■ **Task material**:
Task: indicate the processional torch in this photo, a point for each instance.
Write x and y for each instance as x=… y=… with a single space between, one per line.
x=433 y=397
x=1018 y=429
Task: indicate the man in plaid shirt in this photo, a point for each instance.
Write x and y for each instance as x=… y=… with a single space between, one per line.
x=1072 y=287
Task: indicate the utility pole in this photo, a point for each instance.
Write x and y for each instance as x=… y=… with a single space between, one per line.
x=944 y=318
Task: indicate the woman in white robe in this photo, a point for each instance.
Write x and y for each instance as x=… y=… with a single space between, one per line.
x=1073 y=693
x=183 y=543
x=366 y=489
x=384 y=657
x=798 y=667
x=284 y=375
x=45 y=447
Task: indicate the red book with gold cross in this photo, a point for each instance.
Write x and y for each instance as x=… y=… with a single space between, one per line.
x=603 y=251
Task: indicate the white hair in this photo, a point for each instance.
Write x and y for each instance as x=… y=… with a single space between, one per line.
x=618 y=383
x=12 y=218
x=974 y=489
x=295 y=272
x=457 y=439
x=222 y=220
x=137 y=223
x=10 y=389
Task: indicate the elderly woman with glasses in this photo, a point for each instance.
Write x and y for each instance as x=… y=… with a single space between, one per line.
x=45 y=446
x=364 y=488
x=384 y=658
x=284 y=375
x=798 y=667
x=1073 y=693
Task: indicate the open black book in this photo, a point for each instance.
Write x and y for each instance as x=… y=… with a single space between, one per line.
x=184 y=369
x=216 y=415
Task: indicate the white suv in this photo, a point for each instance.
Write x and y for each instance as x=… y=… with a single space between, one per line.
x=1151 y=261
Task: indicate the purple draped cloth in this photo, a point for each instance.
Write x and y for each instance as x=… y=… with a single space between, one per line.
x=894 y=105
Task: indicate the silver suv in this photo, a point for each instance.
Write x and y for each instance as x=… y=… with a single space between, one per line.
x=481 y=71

■ **What this task involves**:
Retype every line of the data above word for word, with no changes.

■ **Answer to the exercise**:
Task: indicate the processional torch in this photo, a point for each instance.
Write x and y for each instance as x=… y=… with a single space between, one per line.
x=433 y=397
x=1018 y=429
Task: indicate the man in plaid shirt in this photo, a point for each instance.
Write x and y for each instance as x=… y=… with a single space between, one per line.
x=1072 y=287
Task: indicate the utility pole in this photo, a point for each instance.
Write x and y for each instance as x=… y=… with a single space between, one per line.
x=944 y=318
Task: indicate the woman in white robe in this photo, a point for each instance.
Write x and y for each instance as x=… y=… with a single space between, one per line.
x=1073 y=693
x=183 y=543
x=366 y=489
x=384 y=657
x=798 y=667
x=284 y=375
x=45 y=447
Task: indicate the red book with gold cross in this photo, a point for each instance.
Write x and y for each instance as x=… y=… with a single space between, one per line.
x=603 y=251
Task: indicate the white hair in this photo, a point for each instance.
Write x and y for each instance as x=… y=… with a single space between, one per line.
x=618 y=383
x=12 y=218
x=974 y=489
x=295 y=272
x=457 y=439
x=222 y=220
x=137 y=223
x=10 y=389
Task: indicate the elderly woman with glasses in this photo, a point for each instance.
Write x and y for each instance as x=… y=… with a single space between, one per line.
x=45 y=446
x=364 y=488
x=384 y=658
x=284 y=375
x=798 y=667
x=1073 y=693
Task: indicate the open black book in this photo, a point for each instance.
Write x and y for each instance as x=… y=… with a single space between, one per line.
x=184 y=369
x=216 y=415
Task: indicate the white suv in this photo, a point for each instance.
Write x and y for each instance as x=… y=… with a single space between, one per line.
x=1151 y=261
Task: indicate the purple draped cloth in this photo, a point for each instance.
Write x and y for each instance as x=… y=… with a single space between, one per line.
x=894 y=105
Task: indicate the silver suv in this photo, a point for each instance.
Write x and y for each instance as x=… y=… with a single space between, one per line.
x=481 y=71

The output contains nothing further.